# Request
Could you copy every line of the records below character for character, leaving nothing out and changing nothing?
────
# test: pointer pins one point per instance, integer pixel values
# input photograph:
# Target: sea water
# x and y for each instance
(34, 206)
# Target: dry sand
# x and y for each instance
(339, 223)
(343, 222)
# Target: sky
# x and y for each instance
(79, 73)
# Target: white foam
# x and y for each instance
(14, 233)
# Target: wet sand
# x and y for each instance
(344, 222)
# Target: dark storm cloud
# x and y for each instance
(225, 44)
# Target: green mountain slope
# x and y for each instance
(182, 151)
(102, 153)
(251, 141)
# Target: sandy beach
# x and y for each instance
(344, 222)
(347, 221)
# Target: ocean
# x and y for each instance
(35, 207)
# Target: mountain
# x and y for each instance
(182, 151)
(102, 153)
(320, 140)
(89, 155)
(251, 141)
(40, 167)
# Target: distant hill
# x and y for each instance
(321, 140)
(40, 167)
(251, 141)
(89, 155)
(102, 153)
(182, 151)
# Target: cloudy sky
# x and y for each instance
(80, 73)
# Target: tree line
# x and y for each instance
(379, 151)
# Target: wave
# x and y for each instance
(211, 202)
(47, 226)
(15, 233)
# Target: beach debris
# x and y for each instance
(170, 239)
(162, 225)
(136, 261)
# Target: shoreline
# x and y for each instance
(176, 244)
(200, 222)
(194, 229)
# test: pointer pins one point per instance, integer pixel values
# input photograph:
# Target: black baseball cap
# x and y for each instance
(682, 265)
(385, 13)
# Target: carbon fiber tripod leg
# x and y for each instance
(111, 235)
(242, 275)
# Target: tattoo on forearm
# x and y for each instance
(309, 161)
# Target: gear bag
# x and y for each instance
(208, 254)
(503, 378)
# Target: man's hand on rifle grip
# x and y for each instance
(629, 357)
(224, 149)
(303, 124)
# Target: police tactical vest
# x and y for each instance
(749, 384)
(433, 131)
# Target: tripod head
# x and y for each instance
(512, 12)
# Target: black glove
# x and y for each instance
────
# Output of the exercise
# test: pointer pins one point per instance, integer pixel values
# input photograph:
# Target: sea water
# x and y for each instance
(34, 206)
# Target: dry sand
# x and y for each instance
(339, 223)
(343, 222)
# Target: sky
# x and y for each instance
(79, 73)
# Target: white foam
# x and y for each instance
(14, 233)
# Target: wet sand
# x and y for each instance
(344, 222)
# Target: dark storm cloud
# x and y for each instance
(225, 44)
# Target: green mountain slope
# x and y for each instance
(182, 151)
(102, 153)
(251, 141)
# Target: sandy beach
# x and y for each instance
(344, 222)
(347, 221)
# Target: ocean
# x and y for each instance
(35, 207)
# Target: mountain
# x and y for each instance
(182, 151)
(102, 153)
(320, 140)
(89, 155)
(251, 141)
(40, 167)
# Target: distant hill
# x and y for each instance
(321, 140)
(40, 167)
(251, 141)
(89, 155)
(102, 153)
(182, 151)
# Target: cloudy sky
# x and y for each instance
(80, 73)
# Target: tree line
# x and y for each instance
(379, 151)
# Target: wave
# x and y for each instance
(211, 202)
(47, 226)
(15, 233)
# Target: beach debris
# x and y for each instance
(170, 239)
(162, 225)
(136, 261)
# Target: shoreline
# x and y for each instance
(176, 244)
(200, 222)
(194, 229)
# test: pointer pins one point per instance, integer pixel values
# input photograph:
# Target: black baseball cap
# x and y for each instance
(682, 265)
(385, 13)
# Target: carbon fiber tripod leg
# x and y for each instance
(111, 235)
(242, 275)
# Target: tattoo on forearm
# x and y for each instance
(309, 161)
# Target: gear bag
# x and y for each instance
(208, 254)
(503, 378)
# Target: man's hand on rifle grip
# x and y for each instance
(629, 357)
(224, 149)
(303, 124)
# Target: police tactical vest
# x and y for each instance
(749, 384)
(433, 131)
# Target: tripod head
# x and y for each instance
(512, 12)
# Target: black glove
# x and y for each instance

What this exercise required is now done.